◆ **TASK DIRECTIONS**: Please state how many lines in the records below contain the word "cave", giving only the number.

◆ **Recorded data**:
● ● ● ● ●
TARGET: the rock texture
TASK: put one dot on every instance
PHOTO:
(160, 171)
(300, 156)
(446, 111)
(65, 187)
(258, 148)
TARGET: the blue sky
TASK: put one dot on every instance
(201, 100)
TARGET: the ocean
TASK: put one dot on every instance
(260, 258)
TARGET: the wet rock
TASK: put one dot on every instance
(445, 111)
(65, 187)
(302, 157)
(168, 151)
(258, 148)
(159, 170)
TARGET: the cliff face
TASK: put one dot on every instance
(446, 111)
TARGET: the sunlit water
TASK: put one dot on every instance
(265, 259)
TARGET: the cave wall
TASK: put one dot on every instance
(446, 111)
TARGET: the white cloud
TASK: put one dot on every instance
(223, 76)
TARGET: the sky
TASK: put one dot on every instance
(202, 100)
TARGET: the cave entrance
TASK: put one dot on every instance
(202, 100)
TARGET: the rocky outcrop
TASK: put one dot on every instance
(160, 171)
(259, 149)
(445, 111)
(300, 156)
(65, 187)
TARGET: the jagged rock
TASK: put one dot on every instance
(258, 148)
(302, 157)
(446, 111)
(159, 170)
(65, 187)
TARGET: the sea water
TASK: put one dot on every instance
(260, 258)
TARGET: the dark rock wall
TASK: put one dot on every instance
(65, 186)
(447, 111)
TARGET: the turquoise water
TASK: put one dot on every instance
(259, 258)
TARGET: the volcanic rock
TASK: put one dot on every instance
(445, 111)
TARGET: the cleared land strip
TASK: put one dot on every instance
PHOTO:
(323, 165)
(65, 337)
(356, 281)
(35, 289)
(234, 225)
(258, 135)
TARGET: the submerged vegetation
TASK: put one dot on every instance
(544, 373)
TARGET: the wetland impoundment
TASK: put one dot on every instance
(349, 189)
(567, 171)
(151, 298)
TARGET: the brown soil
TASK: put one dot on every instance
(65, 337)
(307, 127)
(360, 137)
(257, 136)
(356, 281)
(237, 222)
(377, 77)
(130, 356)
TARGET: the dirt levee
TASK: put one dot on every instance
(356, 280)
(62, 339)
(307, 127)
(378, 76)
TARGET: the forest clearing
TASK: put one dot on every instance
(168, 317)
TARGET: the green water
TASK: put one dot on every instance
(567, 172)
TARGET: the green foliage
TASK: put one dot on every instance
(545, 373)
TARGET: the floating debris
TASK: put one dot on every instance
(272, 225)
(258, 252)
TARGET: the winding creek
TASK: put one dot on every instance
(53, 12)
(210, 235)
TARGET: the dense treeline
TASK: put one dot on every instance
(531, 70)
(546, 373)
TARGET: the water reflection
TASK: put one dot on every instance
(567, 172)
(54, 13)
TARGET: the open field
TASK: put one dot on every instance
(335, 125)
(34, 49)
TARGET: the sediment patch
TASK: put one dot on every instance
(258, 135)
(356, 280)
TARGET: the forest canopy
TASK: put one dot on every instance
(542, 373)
● ● ● ● ●
◆ **ANSWER SPACE**: 2